### Stated exercise
Gather and copy every line in the items below that contains the string "sunglasses". Matching is case-sensitive.

### Listing

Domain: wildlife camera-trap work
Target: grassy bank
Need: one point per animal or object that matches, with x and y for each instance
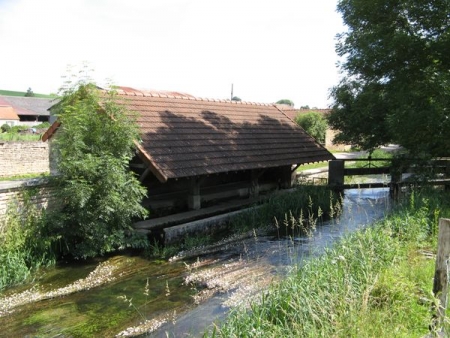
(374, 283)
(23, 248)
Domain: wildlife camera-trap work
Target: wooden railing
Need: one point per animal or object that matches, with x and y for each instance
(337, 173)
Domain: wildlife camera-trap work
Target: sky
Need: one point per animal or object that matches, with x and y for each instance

---

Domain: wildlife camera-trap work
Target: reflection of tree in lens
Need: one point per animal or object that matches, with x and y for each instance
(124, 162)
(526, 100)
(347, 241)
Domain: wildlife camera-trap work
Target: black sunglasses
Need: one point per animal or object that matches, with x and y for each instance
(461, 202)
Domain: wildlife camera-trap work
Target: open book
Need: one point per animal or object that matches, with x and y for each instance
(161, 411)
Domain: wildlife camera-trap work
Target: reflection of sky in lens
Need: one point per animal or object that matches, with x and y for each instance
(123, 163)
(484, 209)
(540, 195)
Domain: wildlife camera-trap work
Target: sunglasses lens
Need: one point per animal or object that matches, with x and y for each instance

### Task answer
Target: black sunglasses
Target: sunglasses lens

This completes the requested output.